- _WHAT THIS TASK INVOLVES_
Without including any images, repeat the data exactly.

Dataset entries
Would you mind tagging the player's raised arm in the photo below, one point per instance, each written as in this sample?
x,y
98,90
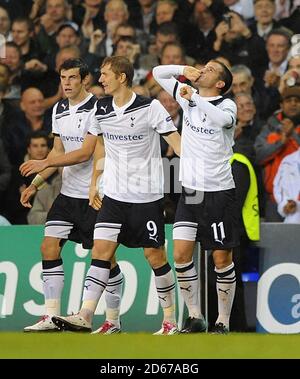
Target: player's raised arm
x,y
174,140
40,179
98,166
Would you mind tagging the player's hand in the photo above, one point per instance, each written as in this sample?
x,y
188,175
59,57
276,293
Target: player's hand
x,y
33,167
94,199
26,195
191,73
290,207
186,92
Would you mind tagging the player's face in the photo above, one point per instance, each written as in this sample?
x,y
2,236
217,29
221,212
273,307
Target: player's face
x,y
71,82
209,75
109,80
38,148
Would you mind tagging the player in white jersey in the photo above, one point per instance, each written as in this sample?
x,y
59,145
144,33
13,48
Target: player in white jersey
x,y
132,210
71,120
206,211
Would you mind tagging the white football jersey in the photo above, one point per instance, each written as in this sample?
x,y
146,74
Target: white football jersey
x,y
71,124
206,141
133,170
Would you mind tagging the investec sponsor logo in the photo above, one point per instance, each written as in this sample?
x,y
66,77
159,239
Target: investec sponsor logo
x,y
199,129
72,138
278,299
123,137
134,290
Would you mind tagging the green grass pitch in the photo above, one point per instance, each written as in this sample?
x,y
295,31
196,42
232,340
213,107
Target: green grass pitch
x,y
141,345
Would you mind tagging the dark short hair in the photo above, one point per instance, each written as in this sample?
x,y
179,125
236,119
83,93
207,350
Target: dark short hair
x,y
225,76
281,31
75,63
38,134
120,65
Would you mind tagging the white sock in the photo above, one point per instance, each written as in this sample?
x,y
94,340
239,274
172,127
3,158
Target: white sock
x,y
94,285
165,286
189,286
113,295
226,283
53,284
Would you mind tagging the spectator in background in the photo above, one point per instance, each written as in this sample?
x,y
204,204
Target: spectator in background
x,y
13,61
141,18
43,200
16,8
55,15
22,34
277,44
202,28
235,41
172,184
5,172
126,47
278,138
5,24
292,75
248,126
243,7
172,53
66,35
287,188
166,32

- _EXPECTED ANSWER_
Would you mind tagging the player's raised arm in the photo below, one point per instance, each written as in this sample?
x,y
98,90
Target: player's raised arm
x,y
174,140
40,179
98,166
Would you mind tagging the player's hand in the photo above, one point per instance, each written as in this sample?
x,y
188,175
59,57
276,293
Target: player's hand
x,y
33,167
94,199
26,195
191,73
290,207
186,92
Would you mind tagging the player's face in the photo above, one point per instance, each written as in this sample?
x,y
2,236
217,29
221,212
273,307
Target: player's face
x,y
71,82
209,75
109,80
38,148
Would you mind tagging the player in white jersey in the photo above, one point per instance, each written as in this sample?
x,y
59,145
144,33
13,48
Target: player in white jersey
x,y
132,210
71,120
206,211
Would you mind tagging the white football jersey in the photo above, one point per instance, each written as in this sample?
x,y
146,74
Target: white football jersey
x,y
71,124
206,141
133,170
Would you mind tagging the investec sponsor logo in the photo above, one point per instance, each written as in this sample?
x,y
66,77
159,239
Target: investec sponsor logo
x,y
199,129
72,138
278,299
123,137
134,290
Would you mind tagging the green grass pitch in the photo above, one point per instance, each written as in this sample?
x,y
295,31
196,42
232,340
213,107
Target: green grass pitch
x,y
141,345
Would you mind tagging the dark short hair in the photo above, one point per instance, each written as in this sample?
x,y
179,125
236,119
83,93
207,350
Target: dark short hair
x,y
225,76
281,31
75,63
38,134
120,65
Would you mind tagging the white sock in the photo above, one point per instance, each written as in this sample?
x,y
94,340
239,274
172,127
3,158
Target: white sock
x,y
94,285
165,286
189,286
113,295
226,283
53,284
Would you mind tagging the spectator in background in the photo above, one point per instance, each written as in this sample?
x,y
204,204
Target: spectator in background
x,y
13,61
141,18
43,200
16,8
55,15
22,34
277,44
202,28
235,41
172,184
5,172
126,47
278,138
5,24
292,75
248,126
243,7
172,53
66,35
287,188
166,32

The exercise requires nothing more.